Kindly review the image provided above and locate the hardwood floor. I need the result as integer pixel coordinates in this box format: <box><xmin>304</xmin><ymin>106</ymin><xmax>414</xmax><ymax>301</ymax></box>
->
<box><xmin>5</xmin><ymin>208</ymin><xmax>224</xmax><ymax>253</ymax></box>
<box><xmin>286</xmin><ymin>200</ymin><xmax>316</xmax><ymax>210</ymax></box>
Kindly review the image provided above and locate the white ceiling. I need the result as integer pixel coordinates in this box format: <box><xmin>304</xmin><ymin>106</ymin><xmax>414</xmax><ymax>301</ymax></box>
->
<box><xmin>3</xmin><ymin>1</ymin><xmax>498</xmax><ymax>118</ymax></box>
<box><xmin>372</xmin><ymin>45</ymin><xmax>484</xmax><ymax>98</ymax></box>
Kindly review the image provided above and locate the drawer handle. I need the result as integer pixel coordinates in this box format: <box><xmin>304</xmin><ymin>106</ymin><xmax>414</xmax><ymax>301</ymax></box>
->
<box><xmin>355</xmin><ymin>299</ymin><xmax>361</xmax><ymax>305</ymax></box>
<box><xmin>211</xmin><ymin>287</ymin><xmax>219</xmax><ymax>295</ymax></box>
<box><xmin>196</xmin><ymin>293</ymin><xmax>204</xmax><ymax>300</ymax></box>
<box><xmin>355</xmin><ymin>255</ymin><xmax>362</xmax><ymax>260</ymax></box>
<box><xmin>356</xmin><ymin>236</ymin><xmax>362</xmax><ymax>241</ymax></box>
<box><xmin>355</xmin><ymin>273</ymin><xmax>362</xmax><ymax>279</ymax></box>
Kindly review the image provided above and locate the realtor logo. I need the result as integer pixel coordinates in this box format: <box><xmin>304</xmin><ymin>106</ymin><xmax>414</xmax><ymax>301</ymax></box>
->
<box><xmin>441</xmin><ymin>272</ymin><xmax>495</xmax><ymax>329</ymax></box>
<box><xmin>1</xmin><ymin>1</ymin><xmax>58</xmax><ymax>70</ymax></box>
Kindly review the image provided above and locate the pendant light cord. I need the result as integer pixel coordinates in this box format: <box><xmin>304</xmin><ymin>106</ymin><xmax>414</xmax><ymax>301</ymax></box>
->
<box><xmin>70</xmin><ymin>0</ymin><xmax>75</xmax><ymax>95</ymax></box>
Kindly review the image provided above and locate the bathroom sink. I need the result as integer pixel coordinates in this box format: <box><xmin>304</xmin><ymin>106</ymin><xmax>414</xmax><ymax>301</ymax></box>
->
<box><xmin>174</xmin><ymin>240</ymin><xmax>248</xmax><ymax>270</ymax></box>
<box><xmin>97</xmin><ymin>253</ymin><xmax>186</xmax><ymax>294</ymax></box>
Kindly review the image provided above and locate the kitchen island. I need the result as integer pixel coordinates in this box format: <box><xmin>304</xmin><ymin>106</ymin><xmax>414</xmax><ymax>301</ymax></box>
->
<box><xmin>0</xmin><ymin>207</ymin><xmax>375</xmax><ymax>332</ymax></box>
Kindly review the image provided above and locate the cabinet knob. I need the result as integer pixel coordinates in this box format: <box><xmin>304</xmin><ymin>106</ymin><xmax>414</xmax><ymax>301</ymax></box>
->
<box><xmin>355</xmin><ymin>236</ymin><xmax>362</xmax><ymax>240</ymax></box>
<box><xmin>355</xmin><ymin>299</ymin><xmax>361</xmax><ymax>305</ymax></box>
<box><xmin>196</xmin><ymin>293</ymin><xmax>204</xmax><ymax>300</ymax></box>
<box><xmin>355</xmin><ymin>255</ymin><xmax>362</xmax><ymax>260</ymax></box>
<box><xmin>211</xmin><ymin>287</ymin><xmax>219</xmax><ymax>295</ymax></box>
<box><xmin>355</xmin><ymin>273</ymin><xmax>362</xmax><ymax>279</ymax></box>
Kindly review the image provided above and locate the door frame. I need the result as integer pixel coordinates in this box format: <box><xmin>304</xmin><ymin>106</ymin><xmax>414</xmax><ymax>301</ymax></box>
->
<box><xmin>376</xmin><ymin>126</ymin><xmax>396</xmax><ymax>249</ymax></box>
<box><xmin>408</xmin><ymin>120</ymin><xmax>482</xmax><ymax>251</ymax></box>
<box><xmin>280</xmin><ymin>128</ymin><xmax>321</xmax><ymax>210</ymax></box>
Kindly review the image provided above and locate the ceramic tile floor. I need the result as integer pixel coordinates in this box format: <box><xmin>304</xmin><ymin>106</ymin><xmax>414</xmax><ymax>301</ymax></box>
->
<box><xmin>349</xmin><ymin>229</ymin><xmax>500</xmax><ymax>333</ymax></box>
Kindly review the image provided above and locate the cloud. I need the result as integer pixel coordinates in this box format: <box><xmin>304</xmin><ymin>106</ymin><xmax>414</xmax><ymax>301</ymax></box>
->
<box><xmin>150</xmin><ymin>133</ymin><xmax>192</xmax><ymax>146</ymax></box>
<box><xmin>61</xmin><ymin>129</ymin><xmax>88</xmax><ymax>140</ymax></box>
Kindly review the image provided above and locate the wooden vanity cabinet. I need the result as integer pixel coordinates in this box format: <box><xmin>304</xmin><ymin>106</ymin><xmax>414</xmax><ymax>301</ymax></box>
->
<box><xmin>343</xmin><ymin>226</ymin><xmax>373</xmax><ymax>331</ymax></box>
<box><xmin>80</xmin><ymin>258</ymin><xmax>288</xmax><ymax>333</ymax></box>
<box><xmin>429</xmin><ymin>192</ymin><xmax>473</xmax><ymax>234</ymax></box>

---+---

• **Task directions**:
Copy all the entries exactly.

• **Output**:
Kindly review the image provided above and locate the hardwood floor. I need the result as integer pixel coordinates in this box format: <box><xmin>304</xmin><ymin>106</ymin><xmax>414</xmax><ymax>301</ymax></box>
->
<box><xmin>5</xmin><ymin>208</ymin><xmax>224</xmax><ymax>253</ymax></box>
<box><xmin>286</xmin><ymin>200</ymin><xmax>316</xmax><ymax>210</ymax></box>
Kindly review the image provided above and locate the white ceiling. I need the result as integer pixel coordinates in this box format: <box><xmin>304</xmin><ymin>106</ymin><xmax>414</xmax><ymax>301</ymax></box>
->
<box><xmin>3</xmin><ymin>1</ymin><xmax>498</xmax><ymax>118</ymax></box>
<box><xmin>372</xmin><ymin>45</ymin><xmax>484</xmax><ymax>98</ymax></box>
Kindly review the image provided above and locate the drawer handle. I need the result as integer pixel coordinates in this box format: <box><xmin>304</xmin><ymin>106</ymin><xmax>414</xmax><ymax>301</ymax></box>
->
<box><xmin>355</xmin><ymin>299</ymin><xmax>361</xmax><ymax>305</ymax></box>
<box><xmin>211</xmin><ymin>287</ymin><xmax>219</xmax><ymax>295</ymax></box>
<box><xmin>196</xmin><ymin>293</ymin><xmax>204</xmax><ymax>300</ymax></box>
<box><xmin>355</xmin><ymin>255</ymin><xmax>362</xmax><ymax>260</ymax></box>
<box><xmin>356</xmin><ymin>236</ymin><xmax>362</xmax><ymax>241</ymax></box>
<box><xmin>355</xmin><ymin>273</ymin><xmax>362</xmax><ymax>279</ymax></box>
Kindly review the image provided above and locate the realtor logo. I need the result as integer pixel coordinates in this box format: <box><xmin>304</xmin><ymin>106</ymin><xmax>414</xmax><ymax>301</ymax></box>
->
<box><xmin>441</xmin><ymin>272</ymin><xmax>495</xmax><ymax>329</ymax></box>
<box><xmin>1</xmin><ymin>1</ymin><xmax>58</xmax><ymax>70</ymax></box>
Kindly review the image provided above and locate the pendant light cord. I need the result as integer pixel coordinates in this box format: <box><xmin>304</xmin><ymin>106</ymin><xmax>414</xmax><ymax>301</ymax></box>
->
<box><xmin>70</xmin><ymin>0</ymin><xmax>75</xmax><ymax>95</ymax></box>
Kindly review the image provided above and locate the bathroom sink. I need the result as integer pixel coordinates in this box format: <box><xmin>304</xmin><ymin>106</ymin><xmax>414</xmax><ymax>301</ymax></box>
->
<box><xmin>174</xmin><ymin>240</ymin><xmax>248</xmax><ymax>270</ymax></box>
<box><xmin>97</xmin><ymin>253</ymin><xmax>186</xmax><ymax>294</ymax></box>
Kindly review the image provided above and locate the kitchen island. I need the result as integer pixel coordinates in this box format: <box><xmin>304</xmin><ymin>106</ymin><xmax>414</xmax><ymax>301</ymax></box>
->
<box><xmin>0</xmin><ymin>207</ymin><xmax>375</xmax><ymax>332</ymax></box>
Kindly review the image provided above and locate the cabinet knob. I need the result as integer pixel coordinates in this box format: <box><xmin>304</xmin><ymin>106</ymin><xmax>414</xmax><ymax>301</ymax></box>
->
<box><xmin>355</xmin><ymin>236</ymin><xmax>362</xmax><ymax>240</ymax></box>
<box><xmin>355</xmin><ymin>299</ymin><xmax>361</xmax><ymax>305</ymax></box>
<box><xmin>196</xmin><ymin>293</ymin><xmax>204</xmax><ymax>300</ymax></box>
<box><xmin>355</xmin><ymin>255</ymin><xmax>362</xmax><ymax>260</ymax></box>
<box><xmin>211</xmin><ymin>287</ymin><xmax>219</xmax><ymax>295</ymax></box>
<box><xmin>355</xmin><ymin>273</ymin><xmax>362</xmax><ymax>279</ymax></box>
Kindly review the image provided above and locate the door frame. I need the result as integer pixel coordinates in this box format: <box><xmin>304</xmin><ymin>106</ymin><xmax>414</xmax><ymax>301</ymax></box>
->
<box><xmin>376</xmin><ymin>126</ymin><xmax>396</xmax><ymax>249</ymax></box>
<box><xmin>408</xmin><ymin>120</ymin><xmax>482</xmax><ymax>251</ymax></box>
<box><xmin>280</xmin><ymin>128</ymin><xmax>321</xmax><ymax>210</ymax></box>
Kindly review the image provided above and locate the ceramic tile floor. I need the result as integer pixel coordinates in this box format: <box><xmin>304</xmin><ymin>106</ymin><xmax>414</xmax><ymax>301</ymax></box>
->
<box><xmin>349</xmin><ymin>229</ymin><xmax>500</xmax><ymax>333</ymax></box>
Kindly review the image provided above and locate the cloud. I need the result as integer pixel coordinates in this box format: <box><xmin>304</xmin><ymin>106</ymin><xmax>414</xmax><ymax>301</ymax></box>
->
<box><xmin>150</xmin><ymin>133</ymin><xmax>192</xmax><ymax>146</ymax></box>
<box><xmin>61</xmin><ymin>129</ymin><xmax>88</xmax><ymax>140</ymax></box>
Kindly review the image provided above and locate the wooden vanity cabinet. I need the result as integer pixel coordinates in this box format: <box><xmin>304</xmin><ymin>106</ymin><xmax>414</xmax><ymax>301</ymax></box>
->
<box><xmin>343</xmin><ymin>226</ymin><xmax>373</xmax><ymax>331</ymax></box>
<box><xmin>80</xmin><ymin>258</ymin><xmax>288</xmax><ymax>333</ymax></box>
<box><xmin>429</xmin><ymin>192</ymin><xmax>473</xmax><ymax>234</ymax></box>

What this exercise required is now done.